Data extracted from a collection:

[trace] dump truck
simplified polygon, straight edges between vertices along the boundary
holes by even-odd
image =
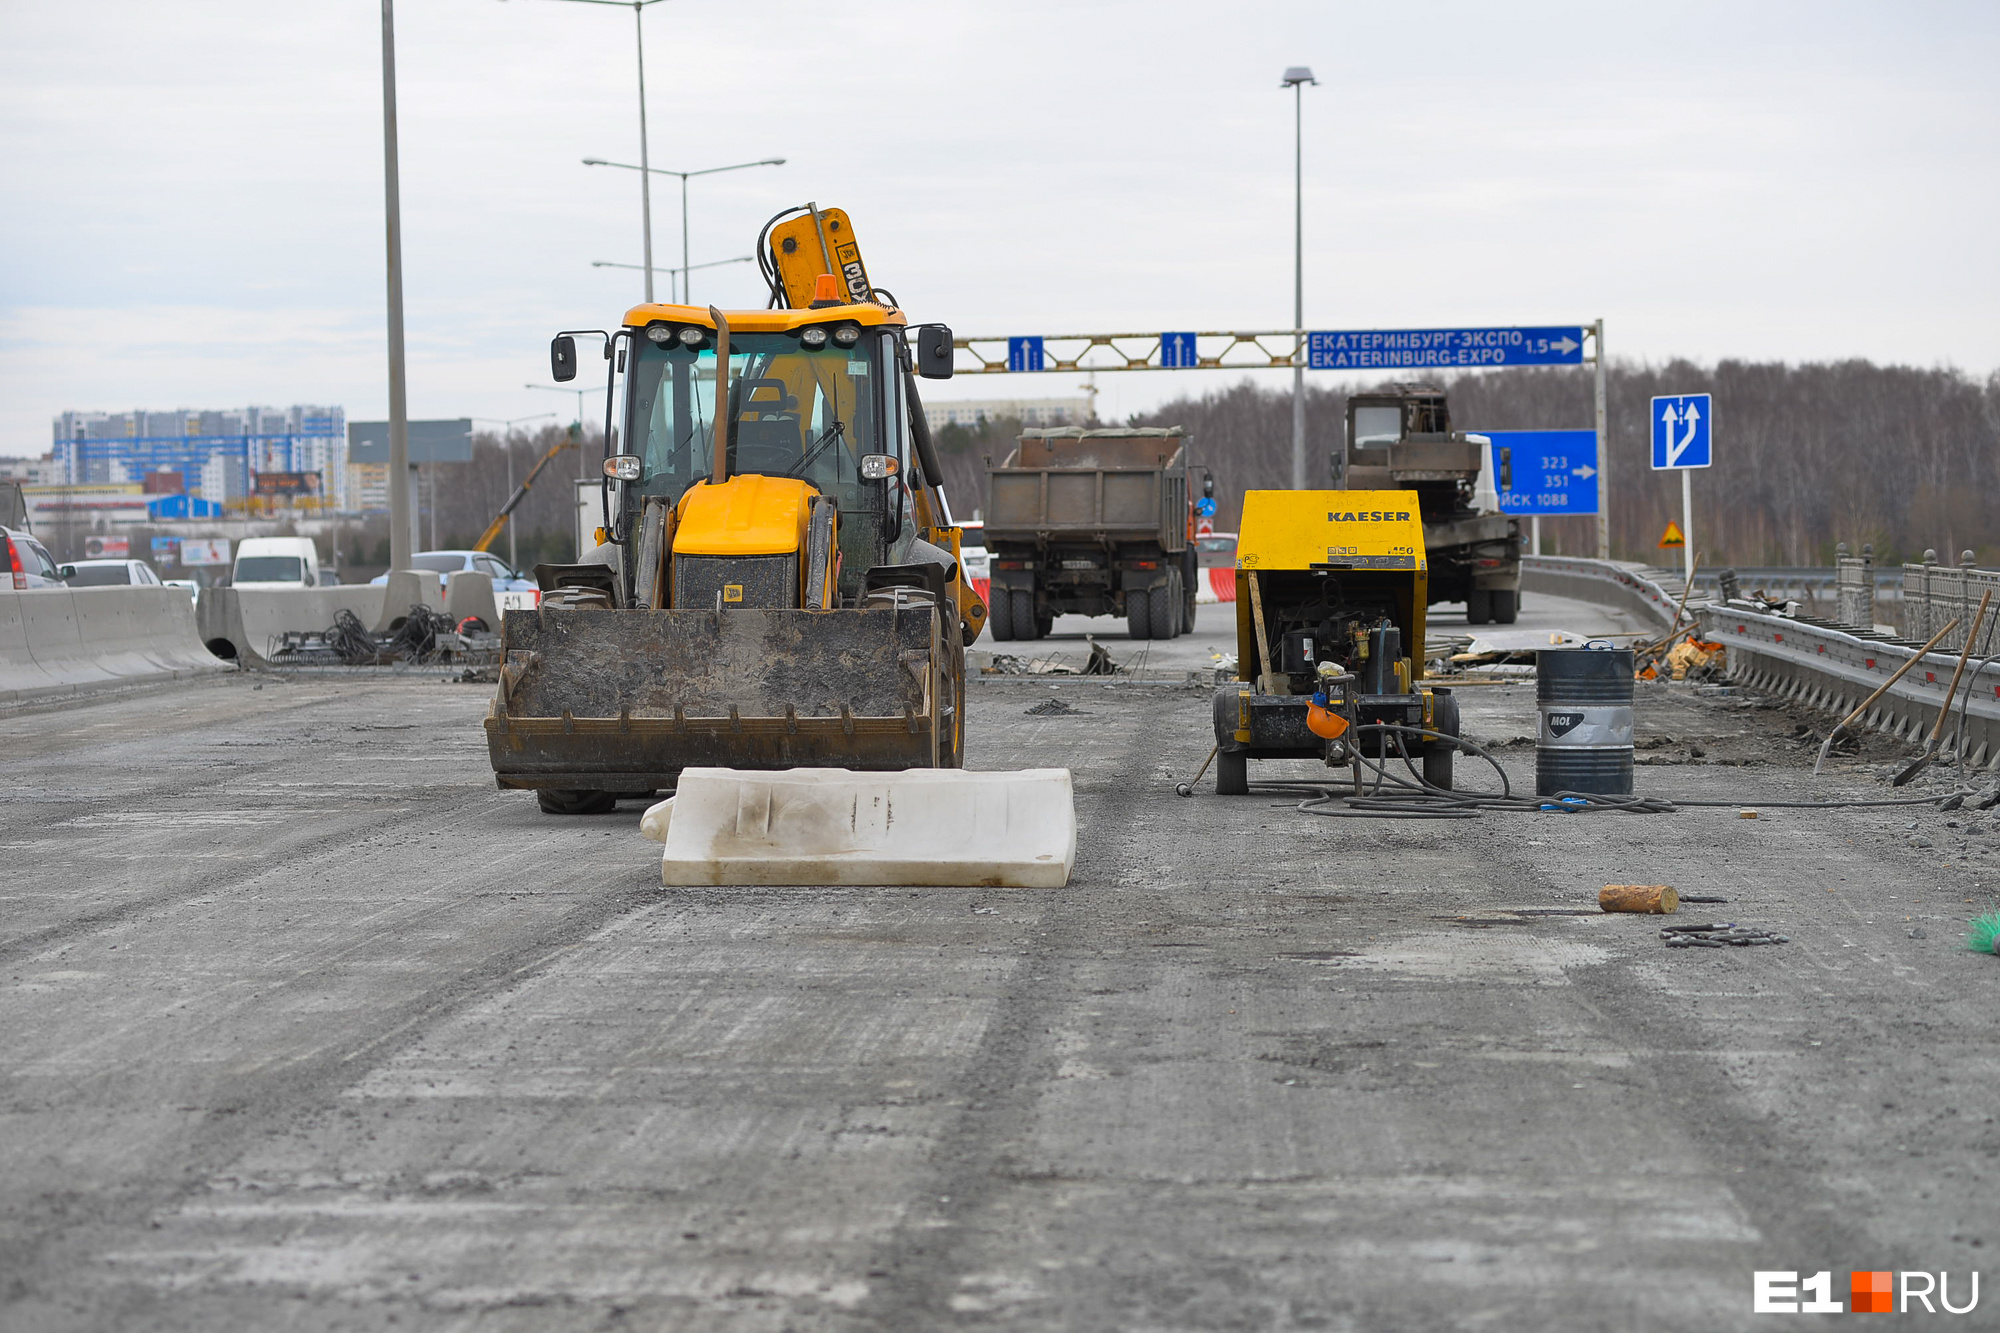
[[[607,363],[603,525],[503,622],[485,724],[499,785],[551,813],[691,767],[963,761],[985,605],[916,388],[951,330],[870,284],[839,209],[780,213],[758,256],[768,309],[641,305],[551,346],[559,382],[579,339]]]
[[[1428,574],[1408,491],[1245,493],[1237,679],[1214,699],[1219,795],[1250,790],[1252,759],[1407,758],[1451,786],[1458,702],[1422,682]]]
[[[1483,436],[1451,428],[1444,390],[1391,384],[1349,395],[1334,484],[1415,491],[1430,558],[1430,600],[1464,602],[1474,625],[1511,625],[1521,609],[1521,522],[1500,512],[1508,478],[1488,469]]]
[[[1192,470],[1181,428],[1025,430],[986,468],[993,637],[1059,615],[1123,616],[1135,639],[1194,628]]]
...
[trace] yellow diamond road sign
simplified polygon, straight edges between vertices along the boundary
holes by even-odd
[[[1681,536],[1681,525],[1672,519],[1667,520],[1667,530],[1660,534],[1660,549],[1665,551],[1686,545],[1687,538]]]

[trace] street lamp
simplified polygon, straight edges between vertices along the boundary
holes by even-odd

What this task involves >> Go through the data line by line and work out how many lines contain "trace". Give only that number.

Response to this exercise >> 3